En raison des critiques constantes sur leur capacité à faire appliquer la loi, la Commission des valeurs mobilières de l'Ontario (CVMO) et d’autres organismes provinciaux de réglementation des valeurs mobilières semblent déterminés à durcir le ton. Ils étalent en effet avec force sur la place publique les mesures qu’ils prennent et optent pour des recours ou interprétations de la législation sur les valeurs mobilières qui peuvent être qualifiés de plus musclés que ce à quoi ils nous ont habitués.

Parmi les nouveautés, citons une approche plus directe au sujet des mesures qui sont envisagées pour renforcer l'application de la loi. Dans une allocution (disponible en anglais seulement) prononcée en février dernier, le nouveau président de la CVMO a fait preuve de plus de transparence sur sa conception de l'application de la loi en lançant de nouvelles idées, notamment les ententes à l'amiable sans admission de responsabilité et la clarification du programme actuel de « crédit de coopération »1.

CONSIGNE: Transcrivez mot pour mot l'intégralité de l'extrait sur les organismes de réglementation des valeurs mobilières. Les enregistrements n'ont aucun lien avec l'extrait.

LISTE DES ENREGISTREMENTS:
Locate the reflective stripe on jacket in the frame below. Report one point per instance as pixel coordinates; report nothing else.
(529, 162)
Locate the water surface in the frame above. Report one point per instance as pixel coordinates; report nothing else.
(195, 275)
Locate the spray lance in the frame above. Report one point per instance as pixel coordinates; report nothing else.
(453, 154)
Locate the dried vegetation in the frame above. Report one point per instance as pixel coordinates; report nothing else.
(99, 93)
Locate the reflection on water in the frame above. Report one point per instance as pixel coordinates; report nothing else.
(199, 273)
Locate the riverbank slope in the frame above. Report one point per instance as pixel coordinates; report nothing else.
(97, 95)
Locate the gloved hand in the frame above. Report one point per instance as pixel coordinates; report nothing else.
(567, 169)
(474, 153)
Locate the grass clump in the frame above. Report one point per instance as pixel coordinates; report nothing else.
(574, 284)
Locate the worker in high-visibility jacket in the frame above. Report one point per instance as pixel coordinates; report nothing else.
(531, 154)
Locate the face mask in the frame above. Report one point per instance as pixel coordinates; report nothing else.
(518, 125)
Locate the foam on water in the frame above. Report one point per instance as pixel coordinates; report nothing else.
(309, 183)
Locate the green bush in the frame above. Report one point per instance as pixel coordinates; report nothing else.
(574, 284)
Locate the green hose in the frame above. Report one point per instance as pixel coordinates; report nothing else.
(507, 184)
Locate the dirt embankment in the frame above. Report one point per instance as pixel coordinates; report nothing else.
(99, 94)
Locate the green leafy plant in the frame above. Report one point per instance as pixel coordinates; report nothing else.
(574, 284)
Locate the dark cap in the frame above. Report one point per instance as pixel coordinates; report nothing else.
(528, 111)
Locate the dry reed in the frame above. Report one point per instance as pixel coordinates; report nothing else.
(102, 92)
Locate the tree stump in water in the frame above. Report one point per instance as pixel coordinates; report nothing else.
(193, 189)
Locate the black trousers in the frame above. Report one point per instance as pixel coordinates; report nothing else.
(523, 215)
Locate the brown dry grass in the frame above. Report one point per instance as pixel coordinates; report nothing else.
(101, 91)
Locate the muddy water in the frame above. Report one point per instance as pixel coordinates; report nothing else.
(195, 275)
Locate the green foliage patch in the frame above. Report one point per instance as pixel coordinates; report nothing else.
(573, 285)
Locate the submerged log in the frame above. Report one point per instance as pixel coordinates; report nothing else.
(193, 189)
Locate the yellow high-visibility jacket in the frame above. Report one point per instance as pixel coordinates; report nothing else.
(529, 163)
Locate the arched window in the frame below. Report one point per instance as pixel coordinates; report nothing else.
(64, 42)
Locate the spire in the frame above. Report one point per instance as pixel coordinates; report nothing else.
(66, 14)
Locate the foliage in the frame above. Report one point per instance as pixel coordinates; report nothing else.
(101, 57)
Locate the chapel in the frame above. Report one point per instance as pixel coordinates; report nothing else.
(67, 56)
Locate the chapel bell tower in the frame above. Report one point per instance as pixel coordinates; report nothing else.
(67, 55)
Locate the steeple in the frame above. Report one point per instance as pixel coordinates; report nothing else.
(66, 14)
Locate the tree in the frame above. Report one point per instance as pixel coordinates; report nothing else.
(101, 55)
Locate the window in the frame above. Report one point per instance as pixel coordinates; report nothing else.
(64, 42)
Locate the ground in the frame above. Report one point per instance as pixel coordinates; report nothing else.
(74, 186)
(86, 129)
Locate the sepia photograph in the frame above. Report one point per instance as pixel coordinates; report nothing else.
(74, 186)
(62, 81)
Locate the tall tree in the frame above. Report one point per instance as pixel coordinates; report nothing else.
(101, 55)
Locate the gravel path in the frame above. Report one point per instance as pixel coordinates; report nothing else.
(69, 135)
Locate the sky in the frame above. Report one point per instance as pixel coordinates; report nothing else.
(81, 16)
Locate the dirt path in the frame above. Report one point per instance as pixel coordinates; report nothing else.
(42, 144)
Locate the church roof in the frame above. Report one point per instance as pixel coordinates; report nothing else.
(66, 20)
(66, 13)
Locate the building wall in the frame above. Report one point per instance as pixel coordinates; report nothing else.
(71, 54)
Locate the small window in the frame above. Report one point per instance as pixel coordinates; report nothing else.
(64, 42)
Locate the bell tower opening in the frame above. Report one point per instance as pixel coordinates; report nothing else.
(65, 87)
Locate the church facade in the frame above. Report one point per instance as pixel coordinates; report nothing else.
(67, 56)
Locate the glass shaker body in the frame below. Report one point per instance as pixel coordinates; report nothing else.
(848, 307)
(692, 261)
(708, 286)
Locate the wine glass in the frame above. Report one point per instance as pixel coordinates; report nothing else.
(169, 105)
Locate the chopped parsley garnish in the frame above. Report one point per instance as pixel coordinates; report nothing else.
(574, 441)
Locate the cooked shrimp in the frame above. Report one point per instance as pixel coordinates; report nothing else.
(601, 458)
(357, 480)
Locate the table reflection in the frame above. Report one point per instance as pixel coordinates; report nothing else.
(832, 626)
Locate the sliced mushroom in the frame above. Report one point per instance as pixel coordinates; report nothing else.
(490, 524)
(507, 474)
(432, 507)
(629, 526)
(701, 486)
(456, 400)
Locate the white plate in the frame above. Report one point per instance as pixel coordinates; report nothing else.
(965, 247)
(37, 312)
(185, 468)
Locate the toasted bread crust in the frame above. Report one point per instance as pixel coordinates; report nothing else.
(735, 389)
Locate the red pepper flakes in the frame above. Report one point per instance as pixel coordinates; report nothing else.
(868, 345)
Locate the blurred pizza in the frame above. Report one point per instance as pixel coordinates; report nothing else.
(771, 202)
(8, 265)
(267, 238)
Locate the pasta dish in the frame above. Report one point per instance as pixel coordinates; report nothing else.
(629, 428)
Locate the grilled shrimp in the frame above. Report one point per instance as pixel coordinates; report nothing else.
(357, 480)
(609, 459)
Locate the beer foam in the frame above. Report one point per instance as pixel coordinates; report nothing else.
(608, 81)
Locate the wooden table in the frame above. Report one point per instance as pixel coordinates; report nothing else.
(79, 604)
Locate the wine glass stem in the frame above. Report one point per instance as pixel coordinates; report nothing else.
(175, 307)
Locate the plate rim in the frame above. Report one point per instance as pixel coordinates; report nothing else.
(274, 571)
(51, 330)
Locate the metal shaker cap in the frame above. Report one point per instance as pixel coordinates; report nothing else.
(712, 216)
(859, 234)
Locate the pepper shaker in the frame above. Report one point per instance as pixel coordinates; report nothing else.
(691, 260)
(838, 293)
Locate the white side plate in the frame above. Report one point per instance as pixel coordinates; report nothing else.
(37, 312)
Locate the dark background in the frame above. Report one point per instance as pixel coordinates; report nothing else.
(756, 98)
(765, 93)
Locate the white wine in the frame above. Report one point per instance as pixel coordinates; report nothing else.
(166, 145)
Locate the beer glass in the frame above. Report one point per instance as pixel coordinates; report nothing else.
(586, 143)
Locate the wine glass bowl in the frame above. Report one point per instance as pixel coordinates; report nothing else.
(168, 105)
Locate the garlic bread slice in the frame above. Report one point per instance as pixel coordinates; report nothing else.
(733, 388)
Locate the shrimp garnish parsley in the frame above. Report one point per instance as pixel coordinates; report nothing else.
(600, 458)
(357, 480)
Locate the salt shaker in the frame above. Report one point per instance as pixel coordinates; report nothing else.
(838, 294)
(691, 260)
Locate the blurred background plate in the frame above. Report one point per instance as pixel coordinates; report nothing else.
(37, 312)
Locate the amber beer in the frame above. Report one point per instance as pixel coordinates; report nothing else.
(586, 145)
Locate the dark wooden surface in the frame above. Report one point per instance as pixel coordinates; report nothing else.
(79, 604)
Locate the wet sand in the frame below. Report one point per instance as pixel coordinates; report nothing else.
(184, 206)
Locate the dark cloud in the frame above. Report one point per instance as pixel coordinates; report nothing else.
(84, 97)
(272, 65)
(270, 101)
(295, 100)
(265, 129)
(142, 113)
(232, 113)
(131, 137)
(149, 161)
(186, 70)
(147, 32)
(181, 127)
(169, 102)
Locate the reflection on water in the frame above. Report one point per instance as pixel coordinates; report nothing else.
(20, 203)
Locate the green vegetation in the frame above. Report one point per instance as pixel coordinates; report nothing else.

RÉPONSE ATTENDUE:
En raison des critiques constantes sur leur capacité à faire appliquer la loi, la Commission des valeurs mobilières de l'Ontario (CVMO) et d’autres organismes provinciaux de réglementation des valeurs mobilières semblent déterminés à durcir le ton. Ils étalent en effet avec force sur la place publique les mesures qu’ils prennent et optent pour des recours ou interprétations de la législation sur les valeurs mobilières qui peuvent être qualifiés de plus musclés que ce à quoi ils nous ont habitués.

Parmi les nouveautés, citons une approche plus directe au sujet des mesures qui sont envisagées pour renforcer l'application de la loi. Dans une allocution (disponible en anglais seulement) prononcée en février dernier, le nouveau président de la CVMO a fait preuve de plus de transparence sur sa conception de l'application de la loi en lançant de nouvelles idées, notamment les ententes à l'amiable sans admission de responsabilité et la clarification du programme actuel de « crédit de coopération »1.